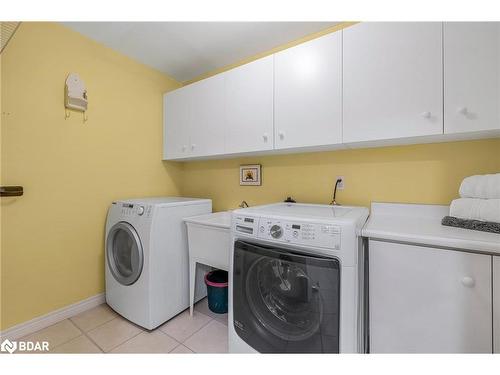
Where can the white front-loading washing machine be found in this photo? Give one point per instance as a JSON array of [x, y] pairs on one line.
[[295, 280], [146, 256]]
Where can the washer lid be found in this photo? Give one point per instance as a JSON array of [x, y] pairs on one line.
[[124, 253], [307, 211]]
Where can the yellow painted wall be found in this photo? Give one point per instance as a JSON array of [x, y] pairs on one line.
[[418, 174], [52, 237], [293, 43]]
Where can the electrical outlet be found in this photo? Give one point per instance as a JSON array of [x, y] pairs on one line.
[[340, 186]]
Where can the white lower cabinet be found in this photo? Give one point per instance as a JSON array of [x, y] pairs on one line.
[[496, 304], [427, 300], [392, 79], [471, 76]]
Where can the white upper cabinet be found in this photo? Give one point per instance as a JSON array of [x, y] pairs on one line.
[[392, 81], [496, 304], [176, 120], [206, 136], [308, 94], [471, 76], [249, 107]]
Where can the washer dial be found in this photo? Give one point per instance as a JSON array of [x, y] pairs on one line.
[[276, 231]]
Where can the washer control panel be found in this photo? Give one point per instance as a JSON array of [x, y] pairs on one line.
[[300, 233], [129, 209]]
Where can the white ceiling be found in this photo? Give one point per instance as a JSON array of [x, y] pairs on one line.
[[186, 50]]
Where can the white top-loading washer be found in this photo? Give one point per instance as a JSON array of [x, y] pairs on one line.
[[295, 279], [146, 257]]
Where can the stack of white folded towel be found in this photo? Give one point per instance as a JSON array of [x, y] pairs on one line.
[[479, 199]]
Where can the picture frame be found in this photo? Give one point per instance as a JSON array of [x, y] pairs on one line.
[[251, 175]]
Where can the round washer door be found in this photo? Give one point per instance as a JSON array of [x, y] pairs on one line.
[[125, 254]]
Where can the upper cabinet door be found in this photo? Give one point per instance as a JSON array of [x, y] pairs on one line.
[[392, 80], [249, 107], [308, 93], [207, 109], [471, 76], [176, 126]]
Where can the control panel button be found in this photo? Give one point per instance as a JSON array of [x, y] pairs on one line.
[[276, 231]]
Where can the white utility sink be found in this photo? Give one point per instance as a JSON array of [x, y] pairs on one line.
[[208, 240]]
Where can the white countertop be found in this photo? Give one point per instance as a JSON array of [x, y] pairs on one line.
[[215, 219], [421, 224]]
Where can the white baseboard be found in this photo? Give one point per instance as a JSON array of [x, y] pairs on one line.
[[53, 317]]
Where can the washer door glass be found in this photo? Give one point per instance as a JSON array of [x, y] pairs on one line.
[[285, 301], [124, 253]]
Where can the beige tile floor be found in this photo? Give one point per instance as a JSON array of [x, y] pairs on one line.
[[101, 330]]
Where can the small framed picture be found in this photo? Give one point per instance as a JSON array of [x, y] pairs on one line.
[[251, 175]]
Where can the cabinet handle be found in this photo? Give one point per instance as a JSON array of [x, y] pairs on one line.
[[468, 281]]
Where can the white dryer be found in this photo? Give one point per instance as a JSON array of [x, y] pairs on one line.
[[146, 255], [295, 280]]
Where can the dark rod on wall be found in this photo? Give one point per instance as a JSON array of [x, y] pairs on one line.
[[11, 191]]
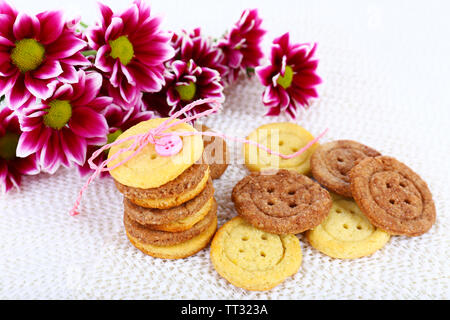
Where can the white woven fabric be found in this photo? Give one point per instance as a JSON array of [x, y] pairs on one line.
[[385, 72]]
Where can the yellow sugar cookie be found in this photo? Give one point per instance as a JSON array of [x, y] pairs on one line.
[[253, 259], [346, 233], [185, 223], [173, 201], [148, 169], [179, 250], [283, 137]]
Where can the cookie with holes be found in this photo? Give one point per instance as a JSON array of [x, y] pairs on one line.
[[346, 233], [392, 196], [185, 187], [282, 202], [253, 259], [215, 153], [174, 219], [283, 137], [332, 161]]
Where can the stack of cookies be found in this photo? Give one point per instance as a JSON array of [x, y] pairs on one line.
[[169, 206]]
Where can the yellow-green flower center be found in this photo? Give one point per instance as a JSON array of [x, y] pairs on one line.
[[58, 114], [122, 49], [286, 80], [27, 55], [113, 136], [186, 91], [8, 145]]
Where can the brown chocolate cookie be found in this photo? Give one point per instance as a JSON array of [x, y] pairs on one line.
[[185, 182], [285, 202], [392, 196], [163, 238], [214, 153], [332, 161], [149, 216]]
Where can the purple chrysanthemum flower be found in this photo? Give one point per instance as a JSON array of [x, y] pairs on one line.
[[36, 52], [185, 83], [118, 121], [62, 126], [290, 78], [199, 48], [131, 49], [242, 45], [11, 167]]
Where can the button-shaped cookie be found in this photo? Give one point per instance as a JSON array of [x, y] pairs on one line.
[[148, 168], [346, 233], [282, 202], [332, 161], [252, 259], [392, 196], [284, 137]]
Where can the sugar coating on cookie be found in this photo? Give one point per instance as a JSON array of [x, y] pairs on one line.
[[283, 137], [346, 233], [392, 196], [148, 169], [285, 202], [253, 259], [173, 200], [215, 153], [179, 250], [152, 216], [332, 161], [150, 236]]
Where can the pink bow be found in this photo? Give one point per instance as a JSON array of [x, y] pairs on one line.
[[154, 134]]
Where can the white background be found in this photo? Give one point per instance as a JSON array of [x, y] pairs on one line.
[[386, 71]]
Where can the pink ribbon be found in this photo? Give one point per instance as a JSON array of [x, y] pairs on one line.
[[154, 134]]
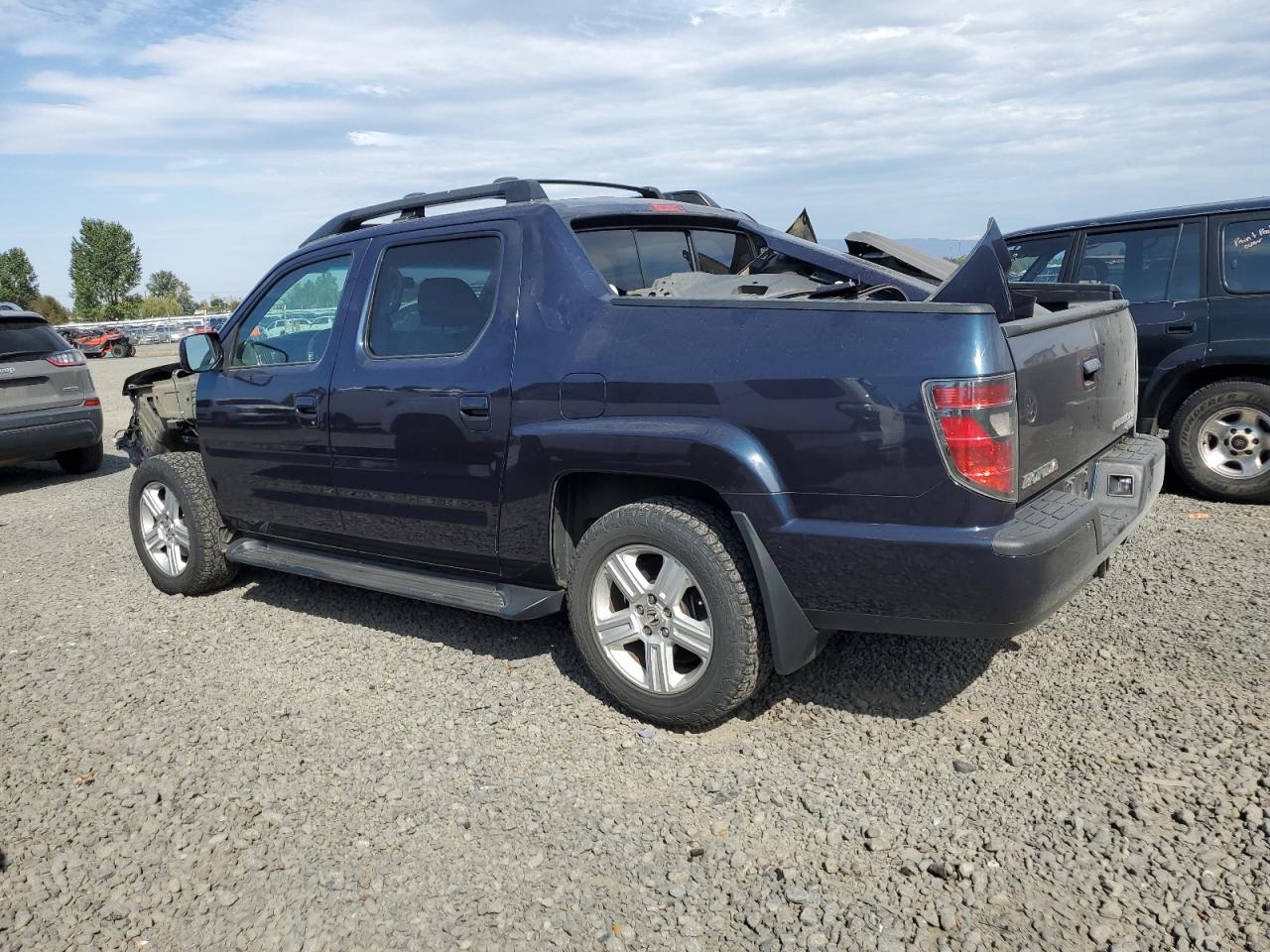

● ● ● ●

#### [Directive]
Reproduce every row between the line holding "Where can the white ceiling" and the line holding "[[11, 191]]", inclusive, requests included. Offset each x and y coordinate in the answers by -29.

#### [Written reply]
Where can the white ceiling be found in this photo? Give one point per instance as a JSON array of [x, y] pairs on one line.
[[157, 21]]
Where can the white top-loading washer be found in this photo? Give one point per instance as a JSON array of [x, y] pairs on one line.
[[266, 250], [117, 228]]
Where can the stack of white folded towel be found in this photo? Give one point per instance as a JSON array of [x, y] pairs on one line.
[[450, 170]]
Where can the picture frame be found in this photo? Give one point per instance as a JSON array of [x, y] pairs on one line.
[[222, 146]]
Where can the round washer door be found in this photo? Give one point per instance as a JSON array of [x, y] pairs on one line.
[[96, 225]]
Where can the upper cabinet door be found in this photo? Give one point per instance as a JSON array of [x, y] pairs on one line.
[[363, 51], [220, 78], [279, 64], [178, 80], [442, 47], [147, 97]]
Where can the control panel button be found in this photo? Give one point per instance as a JSON array of [x, y] pairs on one line.
[[247, 202]]
Where can the white utility sink be found in this photo? Give one point per instance as a JSON array of [x, y] pairs on one line.
[[179, 211]]
Where can the white countertop be found in this photo? Give one point per instance as a JSON array of [x, y] pairs on one line.
[[186, 190], [392, 195]]
Where can the white baseboard be found in this photo? Give one point per instance as a JSON array of [x, y] pairs on one line.
[[24, 288]]
Where can the washer door glass be found in this photo? Give one point per instance as a JSON array of [x, y] pairs on one line.
[[256, 272], [95, 224]]
Where can the beige tile floor be found in this photo? Give one point per instance as a JSON array of [x, y] pairs on one line.
[[72, 301]]
Where can the small framed picture be found in this photo? Give one point per instance as a JSON array of [x, y] pairs on one line.
[[222, 146]]
Where can the cabinet handle be found in this photo? Give one point per instance as a JSON array of [x, y] pairs on one line.
[[439, 252]]
Where can the white dryer be found in this photo? Give one point per instance as a JSON array of [x, y] pairs on one line.
[[117, 226], [266, 251]]
Where can the dark rod on wall be found in this photo? Give one point per instance as a JSON array of [x, y] pairs on one line.
[[-18, 162]]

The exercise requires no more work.